▸ THINGS TO DO:
(A) From the article about the pandemic and the environment, reproduce the passage from "Also, the ban" up to and including "and customers safe.".
(B) In the article about the pandemic and the environment, where were the "Venetian" dolphins actually filmed?
** Opening TEXT FOR ANALYSIS block **
Hannah Locke, Staff Writer

In the first few weeks of the quarantine caused by the ongoing COVID-19 pandemic, pictures and articles showing clean canals in Venice, Italy, reduced air pollution in over-populated cities, and free, unharmed wild animals were going viral.

This information sparked some hope among many humans around the world. They saw it as a light among the dark times that social isolation had brought upon us.

However, this information has brought on a false and frankly dangerous narrative that our environment is better than ever. We have been seeing the quarantine as salvation for our environment when it has actually been quite the opposite.

Flowers blooming in Crane Park. Taking hikes and walks is a great way to stay entertained while also social distancing.

One of the common topics surrounding our environment is the reduced smog in China, who has emitted 35% less carbon since they began isolation.

According to the article, It’s dangerous to view COVID-19 as a solution to environmental issues, author Miranda Jackson-Nudelman stated, “such a dramatic decline in polluting emissions was an almost unintentional consequence of China’s strict nationwide quarantine regulations.”

China has a zero-contact policy put into place and has taken drastic measures to lessen the growing number of COVID-19 cases in the country. The effects that this decision had on the environment has caused the greater, more current issues to be ignored.

In Venice, Italy pictures have been posted of the once murky and polluted canals, clear and blue again. The posts have also shown wildlife, such as dolphins and swans, showing up in the canals. Presumably because of the lack of pollution. What is misleading about this viral media is that some of it has been proven as fake, while other occurrences have been blown out of proportion.

“The swans in the viral posts regularly appear in the canals of Burano, a small island in the greater Venice metropolitan area, where the photos were taken. The ‘Venetian’ dolphins were filmed at a port in Sardinia, in the Mediterranean Sea, hundreds of miles away,” wrote Natasha Daly in Fake animal news abounds on social media as coronavirus upends life from National Geographic.

Also, the ban has been lifted on plastic bags in many states because stores don’t want people bringing in their own bags that cashiers will have to touch. Starbucks has also temporarily banned the use of reusable cups in order to keep employees and customers safe.

“Add to that a rise in takeout and a ban on reusable cups and straws at the few coffee stores that remain open, and environmentalists worry COVID-19 could set back their efforts to tackle plastic pollution for years,” said reporter Gillian Flaccus in Pandemic deals blow to plastic bag bans, plastic reduction from AP News.

The attraction towards positive news during this turbulent time is understandable, but it is important to check the facts behind everything you read.
** Closing TEXT FOR ANALYSIS block **
** Opening SOURCE DATA block **
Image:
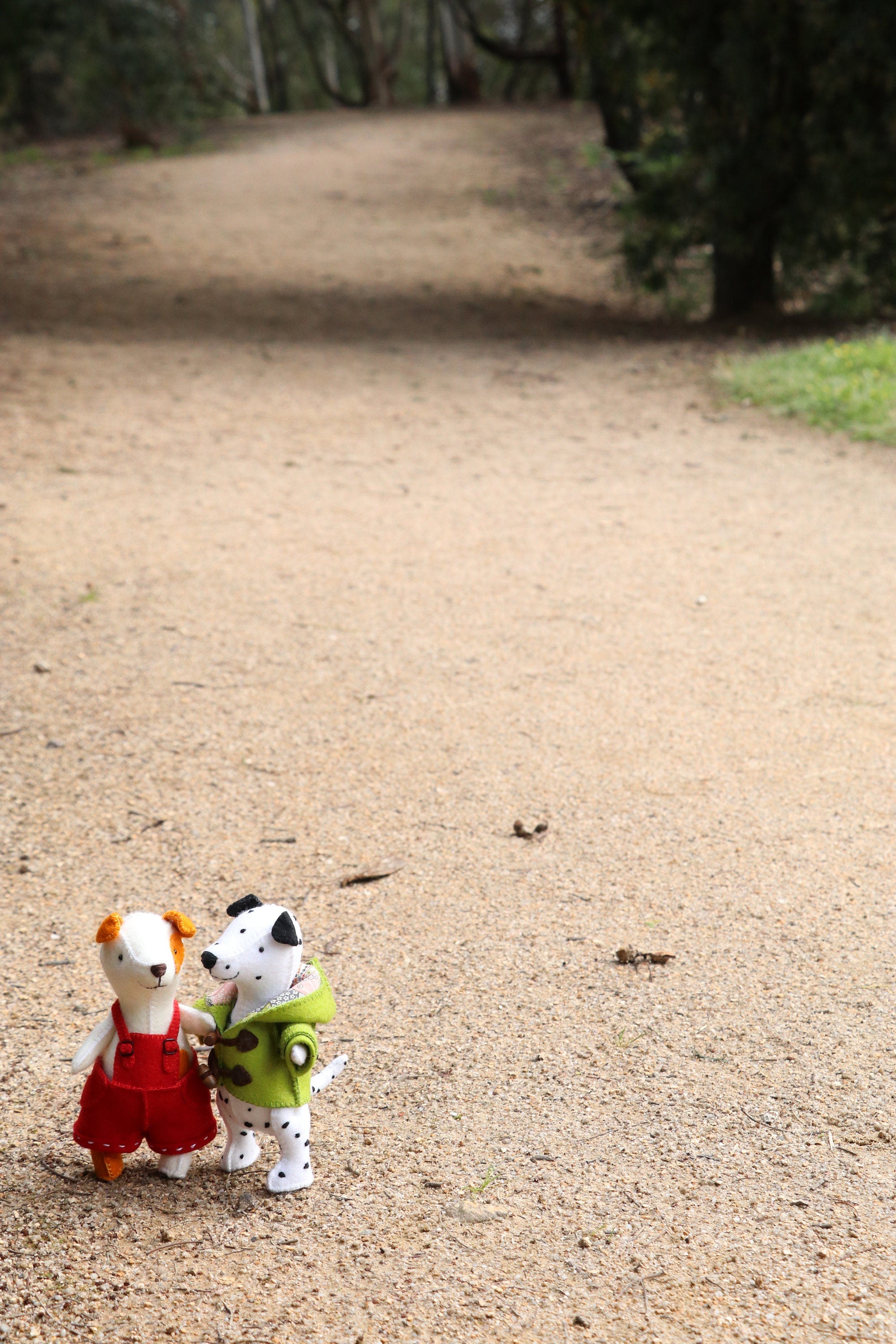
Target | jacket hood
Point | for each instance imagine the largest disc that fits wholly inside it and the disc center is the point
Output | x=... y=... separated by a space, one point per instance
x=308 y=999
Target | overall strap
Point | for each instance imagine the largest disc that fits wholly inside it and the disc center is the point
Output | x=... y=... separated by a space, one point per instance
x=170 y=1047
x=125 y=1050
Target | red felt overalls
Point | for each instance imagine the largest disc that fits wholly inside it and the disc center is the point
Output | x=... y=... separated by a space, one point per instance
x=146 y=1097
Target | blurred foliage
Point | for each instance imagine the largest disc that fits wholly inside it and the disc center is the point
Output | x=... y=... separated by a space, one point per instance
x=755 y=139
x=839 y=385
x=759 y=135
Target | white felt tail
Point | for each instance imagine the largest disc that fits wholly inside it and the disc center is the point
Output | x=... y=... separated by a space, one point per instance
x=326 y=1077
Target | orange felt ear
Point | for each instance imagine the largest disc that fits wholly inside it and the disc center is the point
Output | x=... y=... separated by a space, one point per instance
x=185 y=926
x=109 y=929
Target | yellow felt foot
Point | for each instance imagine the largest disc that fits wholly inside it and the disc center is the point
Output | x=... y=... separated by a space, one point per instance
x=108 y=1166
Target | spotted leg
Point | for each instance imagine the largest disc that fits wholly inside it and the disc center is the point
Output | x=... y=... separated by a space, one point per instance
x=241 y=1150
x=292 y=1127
** Closing SOURCE DATA block **
** Opening SOURCE DATA block **
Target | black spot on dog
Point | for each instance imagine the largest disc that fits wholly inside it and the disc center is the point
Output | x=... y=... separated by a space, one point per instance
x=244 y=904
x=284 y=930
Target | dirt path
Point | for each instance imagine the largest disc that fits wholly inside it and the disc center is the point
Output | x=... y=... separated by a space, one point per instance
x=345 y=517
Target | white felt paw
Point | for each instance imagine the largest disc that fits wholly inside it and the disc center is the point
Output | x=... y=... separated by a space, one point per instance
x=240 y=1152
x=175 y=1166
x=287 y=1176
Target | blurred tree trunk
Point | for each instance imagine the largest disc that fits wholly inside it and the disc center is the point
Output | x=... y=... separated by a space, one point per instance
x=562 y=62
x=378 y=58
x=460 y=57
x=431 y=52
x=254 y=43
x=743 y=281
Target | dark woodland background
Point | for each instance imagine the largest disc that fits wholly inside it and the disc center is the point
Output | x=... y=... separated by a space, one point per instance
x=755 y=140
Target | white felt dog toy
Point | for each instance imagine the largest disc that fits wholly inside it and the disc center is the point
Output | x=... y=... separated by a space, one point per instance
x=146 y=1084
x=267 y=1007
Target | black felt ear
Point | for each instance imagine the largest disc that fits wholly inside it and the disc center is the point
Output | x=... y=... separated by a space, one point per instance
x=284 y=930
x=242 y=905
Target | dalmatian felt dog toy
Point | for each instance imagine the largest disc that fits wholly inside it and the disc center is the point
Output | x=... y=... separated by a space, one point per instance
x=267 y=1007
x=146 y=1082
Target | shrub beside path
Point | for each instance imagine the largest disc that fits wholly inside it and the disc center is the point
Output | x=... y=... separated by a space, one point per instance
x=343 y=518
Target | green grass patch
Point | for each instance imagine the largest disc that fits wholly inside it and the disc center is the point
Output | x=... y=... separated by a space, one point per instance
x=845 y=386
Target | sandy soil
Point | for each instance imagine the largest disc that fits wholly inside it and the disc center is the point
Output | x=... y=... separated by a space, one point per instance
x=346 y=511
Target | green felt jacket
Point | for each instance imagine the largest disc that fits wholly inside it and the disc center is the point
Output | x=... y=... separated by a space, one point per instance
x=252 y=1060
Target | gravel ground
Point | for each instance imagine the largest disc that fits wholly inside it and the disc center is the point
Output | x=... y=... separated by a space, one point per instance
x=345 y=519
** Closing SOURCE DATA block **
** Opening SOURCE DATA block **
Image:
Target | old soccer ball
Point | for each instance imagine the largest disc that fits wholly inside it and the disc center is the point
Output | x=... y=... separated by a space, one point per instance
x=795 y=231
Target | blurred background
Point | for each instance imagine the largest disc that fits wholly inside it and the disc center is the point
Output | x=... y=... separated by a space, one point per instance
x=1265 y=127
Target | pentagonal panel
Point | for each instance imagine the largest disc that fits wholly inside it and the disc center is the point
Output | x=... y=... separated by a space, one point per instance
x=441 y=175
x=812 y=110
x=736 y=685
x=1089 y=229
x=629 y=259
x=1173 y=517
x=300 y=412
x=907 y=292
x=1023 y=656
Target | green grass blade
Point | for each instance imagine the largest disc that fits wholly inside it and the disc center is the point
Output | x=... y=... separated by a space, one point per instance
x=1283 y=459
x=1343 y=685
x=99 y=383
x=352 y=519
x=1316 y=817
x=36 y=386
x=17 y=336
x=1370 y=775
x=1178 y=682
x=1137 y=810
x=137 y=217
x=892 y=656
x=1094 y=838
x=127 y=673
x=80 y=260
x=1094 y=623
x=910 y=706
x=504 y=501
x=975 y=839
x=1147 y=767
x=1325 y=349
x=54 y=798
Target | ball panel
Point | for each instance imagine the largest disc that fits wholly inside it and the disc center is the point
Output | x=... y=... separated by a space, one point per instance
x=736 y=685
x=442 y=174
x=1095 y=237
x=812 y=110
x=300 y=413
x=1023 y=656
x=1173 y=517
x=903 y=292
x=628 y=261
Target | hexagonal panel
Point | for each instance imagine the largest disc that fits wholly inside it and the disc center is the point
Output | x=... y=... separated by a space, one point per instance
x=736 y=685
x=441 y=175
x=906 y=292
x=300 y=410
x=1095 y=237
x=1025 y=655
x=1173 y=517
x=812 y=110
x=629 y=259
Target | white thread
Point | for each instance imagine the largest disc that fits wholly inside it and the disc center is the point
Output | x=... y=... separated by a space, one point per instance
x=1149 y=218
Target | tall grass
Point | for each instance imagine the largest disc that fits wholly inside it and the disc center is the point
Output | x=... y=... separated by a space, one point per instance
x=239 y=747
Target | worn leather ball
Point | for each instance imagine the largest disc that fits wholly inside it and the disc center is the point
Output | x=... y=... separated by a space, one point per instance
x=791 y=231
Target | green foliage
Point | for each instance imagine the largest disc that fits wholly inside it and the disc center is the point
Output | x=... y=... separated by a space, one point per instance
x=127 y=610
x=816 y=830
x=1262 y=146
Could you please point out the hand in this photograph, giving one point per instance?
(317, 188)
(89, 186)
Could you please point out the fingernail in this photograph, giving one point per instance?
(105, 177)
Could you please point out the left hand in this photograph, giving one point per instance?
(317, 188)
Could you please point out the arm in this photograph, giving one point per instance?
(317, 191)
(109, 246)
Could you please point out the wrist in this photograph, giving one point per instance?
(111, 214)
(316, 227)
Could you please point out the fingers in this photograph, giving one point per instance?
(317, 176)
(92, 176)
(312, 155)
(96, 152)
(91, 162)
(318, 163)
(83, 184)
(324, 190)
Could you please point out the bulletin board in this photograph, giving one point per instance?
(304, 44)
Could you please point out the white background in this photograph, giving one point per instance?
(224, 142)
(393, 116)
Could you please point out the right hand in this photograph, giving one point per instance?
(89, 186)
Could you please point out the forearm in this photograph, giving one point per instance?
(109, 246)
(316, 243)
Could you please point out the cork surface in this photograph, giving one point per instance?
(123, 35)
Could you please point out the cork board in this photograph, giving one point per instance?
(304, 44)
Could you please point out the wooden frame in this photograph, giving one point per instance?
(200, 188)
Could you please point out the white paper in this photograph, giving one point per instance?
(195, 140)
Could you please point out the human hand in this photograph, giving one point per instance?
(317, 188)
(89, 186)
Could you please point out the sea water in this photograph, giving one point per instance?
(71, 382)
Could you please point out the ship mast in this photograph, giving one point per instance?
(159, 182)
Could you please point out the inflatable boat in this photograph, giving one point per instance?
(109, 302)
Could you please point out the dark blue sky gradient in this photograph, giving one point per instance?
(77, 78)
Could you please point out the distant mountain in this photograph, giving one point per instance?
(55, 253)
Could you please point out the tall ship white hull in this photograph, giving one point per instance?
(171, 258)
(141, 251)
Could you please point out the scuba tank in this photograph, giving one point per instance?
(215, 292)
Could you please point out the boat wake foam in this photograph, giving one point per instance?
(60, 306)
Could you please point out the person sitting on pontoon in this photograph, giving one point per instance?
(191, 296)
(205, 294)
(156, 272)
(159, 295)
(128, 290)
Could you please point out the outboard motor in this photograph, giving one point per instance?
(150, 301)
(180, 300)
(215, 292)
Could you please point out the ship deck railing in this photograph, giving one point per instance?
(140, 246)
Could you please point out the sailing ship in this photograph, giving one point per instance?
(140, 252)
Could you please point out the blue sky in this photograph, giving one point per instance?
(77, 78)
** Closing SOURCE DATA block **
▸ RESPONSES TO THE EXERCISE:
(A)
Also, the ban has been lifted on plastic bags in many states because stores don’t want people bringing in their own bags that cashiers will have to touch. Starbucks has also temporarily banned the use of reusable cups in order to keep employees and customers safe.

(B) At a port in Sardinia, in the Mediterranean Sea, hundreds of miles away.